THE PROBLEM: How many lines in the rows below contain the string "segment"? Reply with the number alone.

* begin EXTRACTED MATERIAL *

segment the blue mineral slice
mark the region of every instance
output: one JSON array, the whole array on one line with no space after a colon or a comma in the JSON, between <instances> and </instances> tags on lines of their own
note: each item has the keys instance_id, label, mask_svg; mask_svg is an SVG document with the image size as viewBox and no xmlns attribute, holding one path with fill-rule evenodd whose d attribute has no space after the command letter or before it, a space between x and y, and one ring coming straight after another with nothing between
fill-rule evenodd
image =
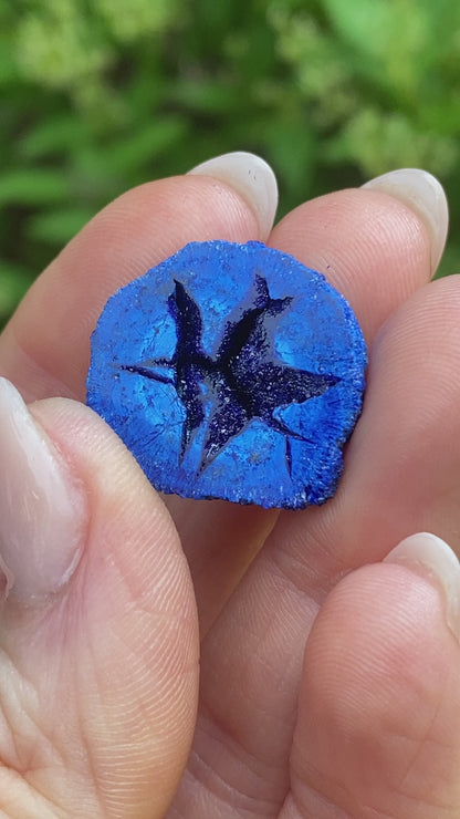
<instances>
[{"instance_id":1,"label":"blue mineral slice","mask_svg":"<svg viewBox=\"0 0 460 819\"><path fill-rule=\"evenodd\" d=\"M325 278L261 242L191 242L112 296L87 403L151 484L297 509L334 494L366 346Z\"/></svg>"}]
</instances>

* end EXTRACTED MATERIAL *
* begin EXTRACTED MATERIAL *

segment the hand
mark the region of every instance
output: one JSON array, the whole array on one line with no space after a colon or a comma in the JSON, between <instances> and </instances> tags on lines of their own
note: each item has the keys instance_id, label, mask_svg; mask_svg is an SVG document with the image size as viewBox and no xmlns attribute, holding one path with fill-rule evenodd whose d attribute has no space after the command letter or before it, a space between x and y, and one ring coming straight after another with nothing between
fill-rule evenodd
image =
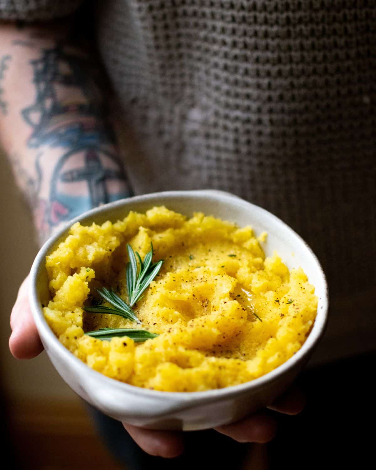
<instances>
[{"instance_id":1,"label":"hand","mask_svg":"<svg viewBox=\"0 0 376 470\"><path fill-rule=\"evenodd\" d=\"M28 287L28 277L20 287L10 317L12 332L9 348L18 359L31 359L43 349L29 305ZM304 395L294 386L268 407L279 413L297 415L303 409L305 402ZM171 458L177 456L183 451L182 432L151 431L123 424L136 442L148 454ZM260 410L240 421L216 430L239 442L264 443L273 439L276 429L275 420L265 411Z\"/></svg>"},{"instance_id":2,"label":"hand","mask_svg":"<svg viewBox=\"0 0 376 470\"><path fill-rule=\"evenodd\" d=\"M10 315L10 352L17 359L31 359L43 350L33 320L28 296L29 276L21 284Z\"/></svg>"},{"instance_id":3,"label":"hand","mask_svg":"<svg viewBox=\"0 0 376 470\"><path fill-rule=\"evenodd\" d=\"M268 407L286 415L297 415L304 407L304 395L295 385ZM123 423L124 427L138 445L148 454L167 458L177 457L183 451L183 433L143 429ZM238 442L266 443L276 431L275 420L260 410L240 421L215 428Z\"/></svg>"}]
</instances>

* end EXTRACTED MATERIAL *

EXERCISE RESULT: 2